• Excerpted passage:
*-*-*

Brock Yetso: I am President & CEO of The Ulman Cancer Fund for Young Adults. We are a non-profit organization based here in Baltimore, Maryland. We were founded in 1997 with a pretty simple yet profound mission and promise and that is to ensure that no young adult has to face cancer alone. I have been very blessed to be a part of the organization for its entire existence. We have been around for 18 years and I have been the President & CEO for the past 15. Similar to, I think, a lot of people are getting involved with this organization, I started as a volunteer and even before that I started as a client. I, like so many young people was touched by cancer when my mom was diagnosed with stage IV colorectal cancer and The Ulman Cancer Fund stepped in and helped my family get through a tough time and that experience essentially helped me fall in love with an organization that means so much to me and so much to so many other people. So, I started volunteering in the organization back in 2000, was going through a time of transition when Doug Ulman, our founder that started it was moving on to another opportunity and the family was trying to figure out what they wanted to do. Before the age of 21, Doug was diagnosed with cancer three times and what he experienced very quickly and early on being a young guy on a college campus looking for support resources was that there were few to none out there. So he rolled up his sleeves, he called his parents, and said we need to do something about this. There is more Doug Ulmans out there on campuses and we want to help them not be alone. So we started the foundation out of his dorm room, brought it back here to Maryland around the dining room table of the Ulman family in Ellicott City, Maryland and they have been working hard ever since.
There was this void. Cancer patients and families were being diagnosed in cancer centers and then were being forced to search the Internet, get on the phone and basically go find advocacy groups that could help them with their challenges and their problems and so we made a strategic shift in the way that we deliver our work and we started partnering with some of the top cancer centers in the country that are based here in Baltimore. We launched our first Young Adult Navigation Program at the University of Maryland, Greenebaum Cancer Center, where we embedded a full-time, trained Young Adult Patient Navigator and they spend every single day focusing on serving the needs of their young cancer patients and helping them find resources both in the hospital, in the community, resources that are available through our network and through our organization to make sense of their cancer treatment and then when they leave the cancer be a part of a larger community where they can live life without cancer.
Our organization was founded in Howard County. We still have office space there, but we knew we needed to be where young people live, work, play and unfortunately get treated for cancer and that is here in Baltimore and in the city and so we started looking for space everywhere under the sun. I don’t want to say we stumbled across this space, it was meant to be and we were brought here and it is a beautiful space and we worked with a variety of our… some of our supporters and our partners and our landlord Merritt to build it out in a way that we think is conducive and more so enhances a collaborative approach to helping people fight cancer. So it is very open.
We have support groups that are run here for cancer patients and families here in Baltimore. We have large groups that come in here that are volunteering and that are raising money for us, we have had upwards of 200 people in this space or we have 20-25 people that are working every single day.
Our promise and vision from day one is to ensure that no young person has to face cancer alone and that still remains it. But the plan is to ensure that everyone in this country that is between the ages of 15 and 39 has access to the resources at a cancer diagnosis and when they leave the cancer center. And so we are leveraging, scaling and modeling the programs that we have built here in our community in Baltimore and in the D.C. region that work and we know they work at some of the top cancer centers in the country and in some of the most diverse and robust communities in our country and taking them to more places. There are a lot of people out there that have it a lot worse than we do in that moment, and we see that every single day here in our work. Young people and families in our cancer centers that are dealing with unimaginable odds, consequences and challenges, and we are here to help them, and so we need to keep it in perspective that there is a lot we can do and sometimes a little can make a huge difference.

*-*-*

• Dataset:
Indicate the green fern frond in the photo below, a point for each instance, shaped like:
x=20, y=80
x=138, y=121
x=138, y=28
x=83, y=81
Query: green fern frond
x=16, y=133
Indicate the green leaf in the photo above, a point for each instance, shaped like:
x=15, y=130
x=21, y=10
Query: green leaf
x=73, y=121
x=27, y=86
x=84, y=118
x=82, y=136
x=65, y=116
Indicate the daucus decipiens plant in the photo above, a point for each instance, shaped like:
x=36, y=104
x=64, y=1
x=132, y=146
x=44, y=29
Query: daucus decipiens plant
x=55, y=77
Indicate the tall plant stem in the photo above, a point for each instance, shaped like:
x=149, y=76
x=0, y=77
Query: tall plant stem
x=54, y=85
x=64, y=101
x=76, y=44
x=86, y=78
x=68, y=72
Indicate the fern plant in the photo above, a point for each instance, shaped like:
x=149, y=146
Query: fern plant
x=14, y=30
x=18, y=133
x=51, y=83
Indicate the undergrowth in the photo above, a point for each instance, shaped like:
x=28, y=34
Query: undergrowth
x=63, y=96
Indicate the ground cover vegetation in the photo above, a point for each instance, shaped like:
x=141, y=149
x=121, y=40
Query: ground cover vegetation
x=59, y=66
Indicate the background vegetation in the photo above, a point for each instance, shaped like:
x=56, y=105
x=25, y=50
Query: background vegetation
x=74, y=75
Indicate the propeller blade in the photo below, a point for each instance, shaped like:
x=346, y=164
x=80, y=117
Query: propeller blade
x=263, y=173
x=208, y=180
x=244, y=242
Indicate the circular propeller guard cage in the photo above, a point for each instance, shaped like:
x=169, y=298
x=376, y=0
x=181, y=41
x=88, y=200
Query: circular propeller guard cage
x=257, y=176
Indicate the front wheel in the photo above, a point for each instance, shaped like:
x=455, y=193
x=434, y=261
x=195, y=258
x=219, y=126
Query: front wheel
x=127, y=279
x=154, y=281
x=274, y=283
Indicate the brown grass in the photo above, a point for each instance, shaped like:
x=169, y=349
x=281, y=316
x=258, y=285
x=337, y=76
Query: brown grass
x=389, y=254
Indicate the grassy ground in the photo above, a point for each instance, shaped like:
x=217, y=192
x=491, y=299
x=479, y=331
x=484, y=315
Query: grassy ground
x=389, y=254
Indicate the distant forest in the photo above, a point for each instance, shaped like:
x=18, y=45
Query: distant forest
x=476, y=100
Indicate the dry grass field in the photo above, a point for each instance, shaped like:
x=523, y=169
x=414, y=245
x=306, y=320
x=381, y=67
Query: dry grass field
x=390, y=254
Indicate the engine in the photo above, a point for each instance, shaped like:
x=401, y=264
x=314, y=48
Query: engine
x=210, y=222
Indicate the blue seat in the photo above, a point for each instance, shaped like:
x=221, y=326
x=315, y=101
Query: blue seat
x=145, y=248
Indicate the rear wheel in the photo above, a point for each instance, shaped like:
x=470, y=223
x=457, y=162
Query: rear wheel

*-*-*

• Problem set:
a. From the Ulman Cancer Fund interview, repeat word for word the part that opens with the words containing "We have support" and closes with "every single day.".
b. According to the Ulman Cancer Fund interview, where was the organization's first Young Adult Navigation Program launched?
The records were taken from a separate source unrelated to the text.

• Task-by-task outputs:
a.
We have support groups that are run here for cancer patients and families here in Baltimore. We have large groups that come in here that are volunteering and that are raising money for us, we have had upwards of 200 people in this space or we have 20-25 people that are working every single day.

b. At the University of Maryland, Greenebaum Cancer Center.